■ **Task statement**: Rewrite all of the data below, changing each "array" to "list" and leaving everything else untouched. Leave out the pictures.

■ **Material provided**:
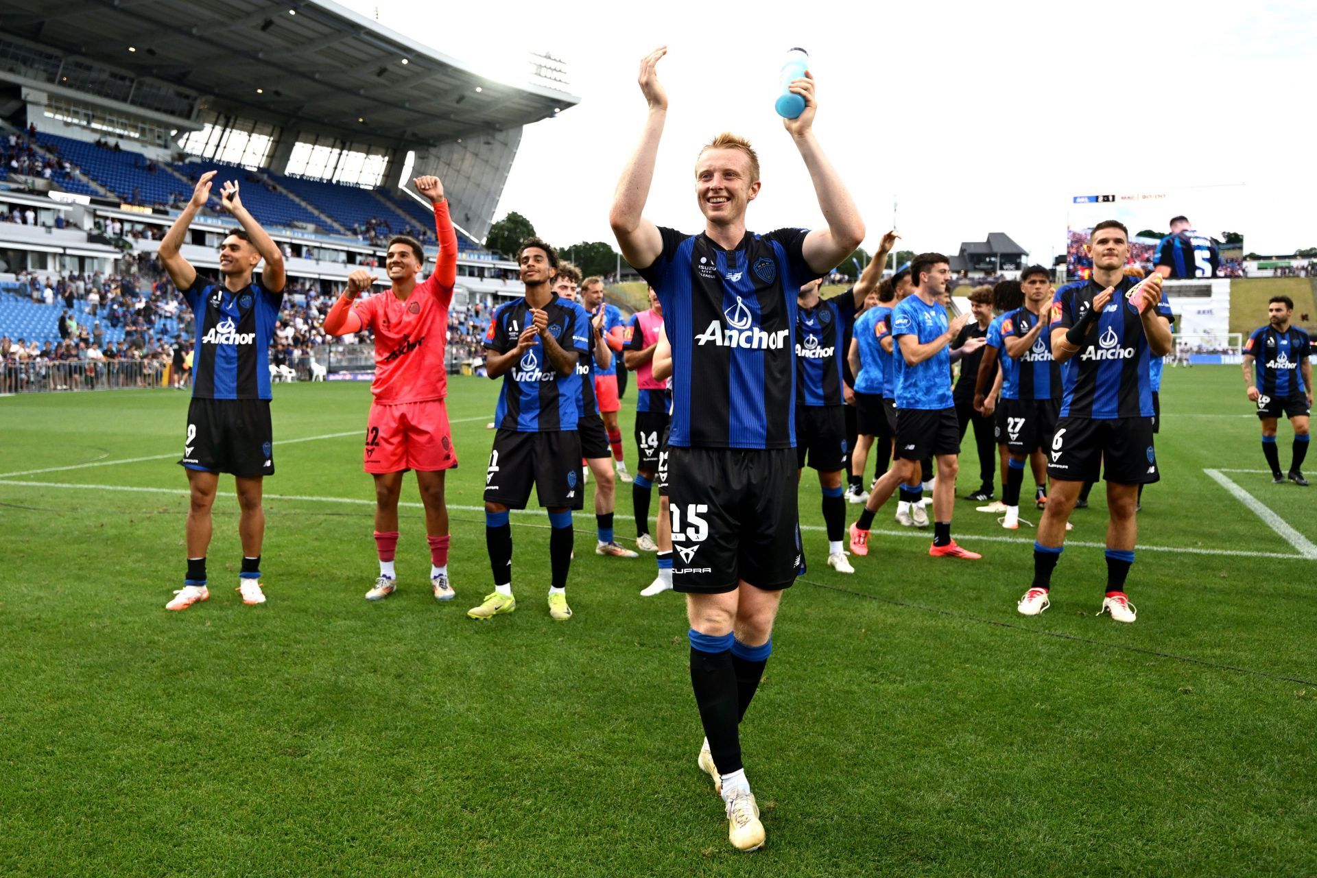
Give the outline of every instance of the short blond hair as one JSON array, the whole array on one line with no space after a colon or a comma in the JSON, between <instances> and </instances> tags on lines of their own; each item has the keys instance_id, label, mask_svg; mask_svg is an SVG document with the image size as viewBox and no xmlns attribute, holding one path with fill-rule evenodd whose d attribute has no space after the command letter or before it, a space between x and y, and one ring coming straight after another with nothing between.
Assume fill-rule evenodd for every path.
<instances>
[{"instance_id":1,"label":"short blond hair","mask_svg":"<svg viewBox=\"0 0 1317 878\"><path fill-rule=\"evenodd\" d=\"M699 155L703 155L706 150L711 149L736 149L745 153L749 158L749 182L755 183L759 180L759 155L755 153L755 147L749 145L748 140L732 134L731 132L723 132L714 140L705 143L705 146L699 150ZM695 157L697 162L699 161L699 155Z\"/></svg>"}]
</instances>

■ **Response to the exercise**:
Give the outline of every instance of the short blond hair as one JSON list, the whole list on one line with no space after a colon or a comma in the JSON, between <instances> and </instances> tags on lines of their own; each item has the keys instance_id, label, mask_svg; mask_svg is an SVG document with the image size as viewBox and no xmlns attribute, holding one path with fill-rule evenodd whose d attribute has no space after the command letter or before it, a space between x and y, and one ring coming straight after another with nothing between.
Assume fill-rule evenodd for every path.
<instances>
[{"instance_id":1,"label":"short blond hair","mask_svg":"<svg viewBox=\"0 0 1317 878\"><path fill-rule=\"evenodd\" d=\"M699 155L703 155L706 150L711 149L736 149L745 153L749 158L749 182L755 183L759 180L759 155L755 153L755 147L749 145L748 140L732 134L731 132L723 132L714 140L705 143L705 146L699 150ZM695 157L697 162L699 161L699 155Z\"/></svg>"}]
</instances>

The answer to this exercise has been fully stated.